TO DO | Copy the rows below, beginning at the line that has "sedan car in the image above." and stopping after the line that has "xmin=0 ymin=129 xmax=392 ymax=222", with every request kept as is. Scale each bounding-box coordinate in the answers by 1.15 and round it to a whole number, halves up, leaving the sample coordinates in the requests unchanged.
··· TASK INPUT ···
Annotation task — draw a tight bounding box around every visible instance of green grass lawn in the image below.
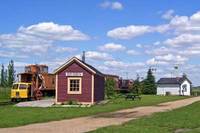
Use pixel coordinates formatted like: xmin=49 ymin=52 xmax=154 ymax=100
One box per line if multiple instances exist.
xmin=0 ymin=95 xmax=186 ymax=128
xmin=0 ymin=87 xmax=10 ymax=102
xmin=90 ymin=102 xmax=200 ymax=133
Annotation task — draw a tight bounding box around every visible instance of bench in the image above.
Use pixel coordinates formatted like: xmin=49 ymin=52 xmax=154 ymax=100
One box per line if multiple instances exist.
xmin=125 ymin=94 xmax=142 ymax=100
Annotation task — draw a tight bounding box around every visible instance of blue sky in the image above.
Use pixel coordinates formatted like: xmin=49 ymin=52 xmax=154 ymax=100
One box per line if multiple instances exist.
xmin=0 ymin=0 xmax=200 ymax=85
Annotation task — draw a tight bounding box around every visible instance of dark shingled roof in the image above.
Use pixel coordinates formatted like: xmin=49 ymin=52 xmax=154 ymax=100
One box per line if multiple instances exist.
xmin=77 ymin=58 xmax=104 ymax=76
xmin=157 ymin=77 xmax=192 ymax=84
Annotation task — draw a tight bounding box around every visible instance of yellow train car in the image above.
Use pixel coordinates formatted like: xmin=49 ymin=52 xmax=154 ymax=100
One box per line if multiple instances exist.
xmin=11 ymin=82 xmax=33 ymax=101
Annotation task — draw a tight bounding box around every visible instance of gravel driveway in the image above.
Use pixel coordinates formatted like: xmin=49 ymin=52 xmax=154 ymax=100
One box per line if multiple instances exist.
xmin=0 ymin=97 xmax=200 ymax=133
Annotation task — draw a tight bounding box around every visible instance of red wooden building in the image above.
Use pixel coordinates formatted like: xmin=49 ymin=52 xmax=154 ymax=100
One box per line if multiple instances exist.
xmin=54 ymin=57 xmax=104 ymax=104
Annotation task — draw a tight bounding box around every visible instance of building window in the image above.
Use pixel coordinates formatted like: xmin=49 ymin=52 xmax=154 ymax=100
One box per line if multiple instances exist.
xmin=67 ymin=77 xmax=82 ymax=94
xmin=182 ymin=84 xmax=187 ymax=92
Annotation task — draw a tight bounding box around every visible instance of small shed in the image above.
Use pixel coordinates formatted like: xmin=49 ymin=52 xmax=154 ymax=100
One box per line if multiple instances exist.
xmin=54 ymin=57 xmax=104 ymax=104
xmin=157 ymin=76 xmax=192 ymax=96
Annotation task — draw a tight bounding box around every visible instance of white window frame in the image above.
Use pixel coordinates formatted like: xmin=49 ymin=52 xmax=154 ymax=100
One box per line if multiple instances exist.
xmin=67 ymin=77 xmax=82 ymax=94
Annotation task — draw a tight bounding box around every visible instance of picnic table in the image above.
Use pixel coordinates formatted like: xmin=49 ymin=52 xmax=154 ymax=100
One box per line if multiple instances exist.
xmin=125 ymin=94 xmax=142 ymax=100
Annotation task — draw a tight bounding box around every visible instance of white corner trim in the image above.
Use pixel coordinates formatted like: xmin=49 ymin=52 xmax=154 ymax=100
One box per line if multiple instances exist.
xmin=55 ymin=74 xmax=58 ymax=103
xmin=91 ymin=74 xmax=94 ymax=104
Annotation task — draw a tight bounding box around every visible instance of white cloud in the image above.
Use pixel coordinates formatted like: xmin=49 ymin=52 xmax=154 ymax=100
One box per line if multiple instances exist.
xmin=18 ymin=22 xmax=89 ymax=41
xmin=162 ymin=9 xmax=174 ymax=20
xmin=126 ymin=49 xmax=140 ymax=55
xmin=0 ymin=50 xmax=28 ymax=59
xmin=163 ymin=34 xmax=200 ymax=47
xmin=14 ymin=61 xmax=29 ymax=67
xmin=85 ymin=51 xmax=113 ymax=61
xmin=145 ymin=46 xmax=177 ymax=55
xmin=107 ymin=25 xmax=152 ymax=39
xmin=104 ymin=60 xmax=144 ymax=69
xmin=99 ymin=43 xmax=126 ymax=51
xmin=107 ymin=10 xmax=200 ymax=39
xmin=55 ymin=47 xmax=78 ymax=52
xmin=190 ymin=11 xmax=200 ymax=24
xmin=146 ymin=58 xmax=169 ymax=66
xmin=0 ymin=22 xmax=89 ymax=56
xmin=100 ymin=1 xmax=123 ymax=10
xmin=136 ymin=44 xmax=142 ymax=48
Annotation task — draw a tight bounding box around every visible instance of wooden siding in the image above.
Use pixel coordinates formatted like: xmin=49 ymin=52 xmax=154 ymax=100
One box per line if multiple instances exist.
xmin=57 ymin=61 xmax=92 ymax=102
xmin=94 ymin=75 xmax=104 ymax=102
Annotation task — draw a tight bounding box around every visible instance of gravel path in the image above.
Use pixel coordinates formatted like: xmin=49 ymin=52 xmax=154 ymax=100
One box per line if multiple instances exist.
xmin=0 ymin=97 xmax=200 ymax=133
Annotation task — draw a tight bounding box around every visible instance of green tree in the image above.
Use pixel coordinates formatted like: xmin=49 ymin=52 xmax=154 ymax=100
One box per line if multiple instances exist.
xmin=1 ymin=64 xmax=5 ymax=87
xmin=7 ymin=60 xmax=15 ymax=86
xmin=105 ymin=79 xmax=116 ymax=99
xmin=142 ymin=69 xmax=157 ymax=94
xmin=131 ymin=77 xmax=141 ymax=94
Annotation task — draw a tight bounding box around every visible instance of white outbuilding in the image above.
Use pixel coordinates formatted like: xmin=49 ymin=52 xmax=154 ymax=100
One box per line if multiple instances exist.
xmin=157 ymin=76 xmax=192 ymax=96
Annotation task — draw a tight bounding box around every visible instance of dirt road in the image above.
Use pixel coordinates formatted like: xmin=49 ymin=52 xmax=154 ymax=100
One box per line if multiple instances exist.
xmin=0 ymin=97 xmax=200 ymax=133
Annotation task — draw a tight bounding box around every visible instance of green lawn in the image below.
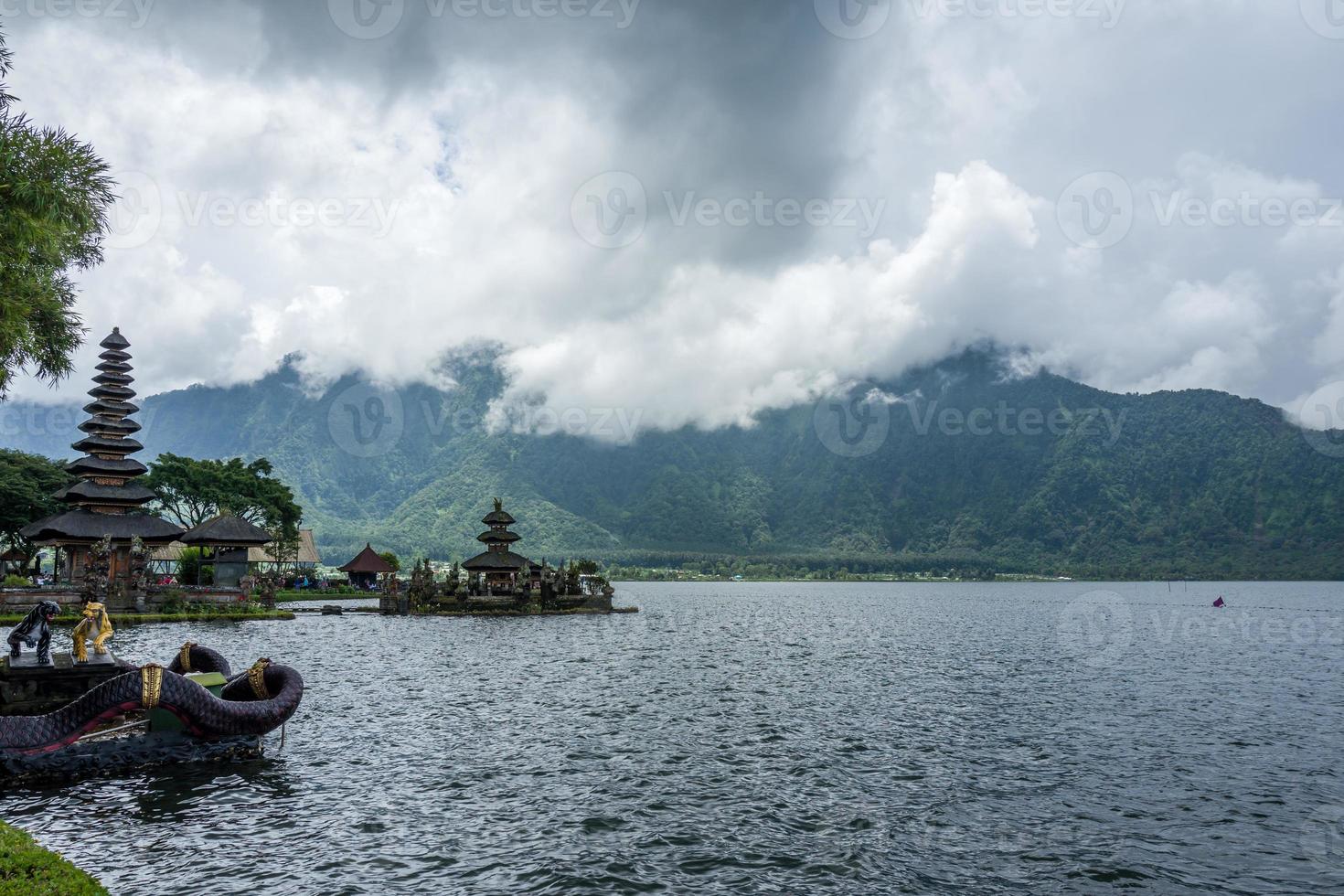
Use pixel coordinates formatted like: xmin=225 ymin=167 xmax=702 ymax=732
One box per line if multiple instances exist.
···
··· TASK INPUT ···
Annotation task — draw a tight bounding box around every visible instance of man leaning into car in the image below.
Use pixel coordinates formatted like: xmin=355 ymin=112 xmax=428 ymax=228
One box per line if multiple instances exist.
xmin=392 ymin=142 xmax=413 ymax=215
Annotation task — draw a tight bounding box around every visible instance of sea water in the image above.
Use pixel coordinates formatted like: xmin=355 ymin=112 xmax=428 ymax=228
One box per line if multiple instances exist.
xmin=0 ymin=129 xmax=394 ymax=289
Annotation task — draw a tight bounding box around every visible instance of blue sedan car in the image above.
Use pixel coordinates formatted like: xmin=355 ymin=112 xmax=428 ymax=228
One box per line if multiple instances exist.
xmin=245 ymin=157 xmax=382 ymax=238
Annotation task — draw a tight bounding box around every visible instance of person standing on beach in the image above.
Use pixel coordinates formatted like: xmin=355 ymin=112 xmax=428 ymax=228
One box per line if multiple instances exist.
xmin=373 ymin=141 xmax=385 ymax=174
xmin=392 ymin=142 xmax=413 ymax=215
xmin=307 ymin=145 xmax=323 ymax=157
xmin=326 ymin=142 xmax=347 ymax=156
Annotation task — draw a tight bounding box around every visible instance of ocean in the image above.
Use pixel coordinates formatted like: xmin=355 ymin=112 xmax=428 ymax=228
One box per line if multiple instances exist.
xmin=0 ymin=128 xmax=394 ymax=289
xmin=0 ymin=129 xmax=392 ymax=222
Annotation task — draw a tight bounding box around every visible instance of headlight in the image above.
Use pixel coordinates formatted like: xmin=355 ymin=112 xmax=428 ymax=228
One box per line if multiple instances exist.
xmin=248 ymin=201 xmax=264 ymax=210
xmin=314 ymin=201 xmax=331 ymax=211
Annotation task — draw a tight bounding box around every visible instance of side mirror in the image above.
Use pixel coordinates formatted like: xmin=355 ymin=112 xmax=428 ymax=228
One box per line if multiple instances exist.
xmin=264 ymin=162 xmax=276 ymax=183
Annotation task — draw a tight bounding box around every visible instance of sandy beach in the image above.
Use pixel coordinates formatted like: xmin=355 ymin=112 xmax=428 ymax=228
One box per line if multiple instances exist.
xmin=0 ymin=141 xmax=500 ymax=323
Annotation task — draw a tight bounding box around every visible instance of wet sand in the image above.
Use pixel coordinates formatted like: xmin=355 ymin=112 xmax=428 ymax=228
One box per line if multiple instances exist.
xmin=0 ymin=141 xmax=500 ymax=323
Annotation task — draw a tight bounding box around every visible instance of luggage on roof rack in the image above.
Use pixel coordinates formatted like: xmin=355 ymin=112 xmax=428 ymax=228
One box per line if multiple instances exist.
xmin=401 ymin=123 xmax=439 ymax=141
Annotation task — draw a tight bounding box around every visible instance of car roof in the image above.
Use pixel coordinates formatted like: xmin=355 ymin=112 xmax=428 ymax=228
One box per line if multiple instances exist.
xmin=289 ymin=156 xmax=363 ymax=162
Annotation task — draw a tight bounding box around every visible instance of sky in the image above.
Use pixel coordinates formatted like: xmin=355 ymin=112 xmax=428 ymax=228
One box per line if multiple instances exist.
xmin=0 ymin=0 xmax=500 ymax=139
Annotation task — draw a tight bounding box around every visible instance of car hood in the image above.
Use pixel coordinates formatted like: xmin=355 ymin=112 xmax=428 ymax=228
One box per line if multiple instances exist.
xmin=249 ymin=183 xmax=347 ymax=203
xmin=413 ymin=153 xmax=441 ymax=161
···
OUTPUT |
Annotation task — draw a tight bounding box around every visible instance of blue sedan car in the image above.
Use pixel coordinates formatted like: xmin=355 ymin=112 xmax=428 ymax=228
One box per line if multiple instances exist.
xmin=282 ymin=181 xmax=439 ymax=274
Annotation task — draw a tight bounding box around every visible instance of person standing on beach in the image above.
Use pixel coordinates formatted like: xmin=355 ymin=112 xmax=428 ymax=228
One box per line if multiple instances exist.
xmin=429 ymin=162 xmax=443 ymax=200
xmin=451 ymin=163 xmax=475 ymax=247
xmin=353 ymin=167 xmax=371 ymax=181
xmin=375 ymin=163 xmax=399 ymax=179
Annotation task — draw a tight bounding box around every visible instance of ocean in the image above.
Use pixel coordinates formatted like: xmin=355 ymin=112 xmax=428 ymax=228
One box per line if multiple instances exist.
xmin=0 ymin=147 xmax=453 ymax=332
xmin=0 ymin=148 xmax=451 ymax=255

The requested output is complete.